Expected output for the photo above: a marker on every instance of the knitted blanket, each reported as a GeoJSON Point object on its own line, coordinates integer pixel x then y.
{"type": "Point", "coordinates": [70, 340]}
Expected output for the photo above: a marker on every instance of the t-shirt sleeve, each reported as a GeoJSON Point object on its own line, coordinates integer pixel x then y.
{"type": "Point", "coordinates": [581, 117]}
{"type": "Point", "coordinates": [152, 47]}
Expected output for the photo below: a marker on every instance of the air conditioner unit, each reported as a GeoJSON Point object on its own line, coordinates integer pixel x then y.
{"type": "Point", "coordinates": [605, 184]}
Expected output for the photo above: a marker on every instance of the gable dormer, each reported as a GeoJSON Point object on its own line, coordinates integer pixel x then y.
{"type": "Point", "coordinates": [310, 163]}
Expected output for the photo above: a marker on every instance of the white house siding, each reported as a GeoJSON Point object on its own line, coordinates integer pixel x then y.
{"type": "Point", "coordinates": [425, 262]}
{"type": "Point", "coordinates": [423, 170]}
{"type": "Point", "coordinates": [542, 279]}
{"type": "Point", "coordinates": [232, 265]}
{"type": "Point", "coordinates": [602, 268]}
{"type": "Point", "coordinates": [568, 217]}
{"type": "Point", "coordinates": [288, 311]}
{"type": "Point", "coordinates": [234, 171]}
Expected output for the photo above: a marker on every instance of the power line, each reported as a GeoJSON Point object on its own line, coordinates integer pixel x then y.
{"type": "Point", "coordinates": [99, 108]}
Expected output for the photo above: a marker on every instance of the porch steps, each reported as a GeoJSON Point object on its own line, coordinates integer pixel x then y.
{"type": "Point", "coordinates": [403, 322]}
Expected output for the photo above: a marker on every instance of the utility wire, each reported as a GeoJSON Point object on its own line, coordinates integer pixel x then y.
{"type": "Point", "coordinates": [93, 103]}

== == ==

WHAT YOU WILL DO: Reprint the whole listing above exactly.

WRITTEN ANSWER:
Expected output for the photo above: a marker on every instance of the knitted blanket, each reported as a GeoJSON Point object on its own line, coordinates integer pixel x then y.
{"type": "Point", "coordinates": [70, 340]}
Expected output for the photo above: a marker on every instance of the t-shirt sleeve, each reported as a GeoJSON Point object on its own line, coordinates integer pixel x then y.
{"type": "Point", "coordinates": [581, 117]}
{"type": "Point", "coordinates": [152, 47]}
Expected output for the photo below: a marker on every instance of the air conditioner unit, each reported as a GeoJSON Point object on its own line, coordinates integer pixel x then y.
{"type": "Point", "coordinates": [605, 184]}
Expected output for the photo above: a marker on every instance of the gable dormer, each reported as a GeoJSON Point object on its own line, coordinates integer pixel x then y.
{"type": "Point", "coordinates": [310, 163]}
Expected output for the photo above: a marker on every instance of the white house siding, each reported as a GeoJSON Point object on its own line, coordinates integer pixel x then y.
{"type": "Point", "coordinates": [425, 262]}
{"type": "Point", "coordinates": [423, 170]}
{"type": "Point", "coordinates": [542, 279]}
{"type": "Point", "coordinates": [232, 265]}
{"type": "Point", "coordinates": [602, 268]}
{"type": "Point", "coordinates": [568, 217]}
{"type": "Point", "coordinates": [288, 311]}
{"type": "Point", "coordinates": [234, 171]}
Expected output for the photo above: a marker on every instance of the power line, each reported as a GeoJSON Point object on its own line, coordinates integer pixel x then y.
{"type": "Point", "coordinates": [99, 108]}
Expected output for the photo above: a marker on every instance of the porch steps, each reported as a GeoJSON Point object on its own line, coordinates integer pixel x then y.
{"type": "Point", "coordinates": [403, 322]}
Expected output for the photo above: a marker on every instance of the utility wire, each reported as a GeoJSON Point object on its own line, coordinates integer pixel x then y.
{"type": "Point", "coordinates": [93, 103]}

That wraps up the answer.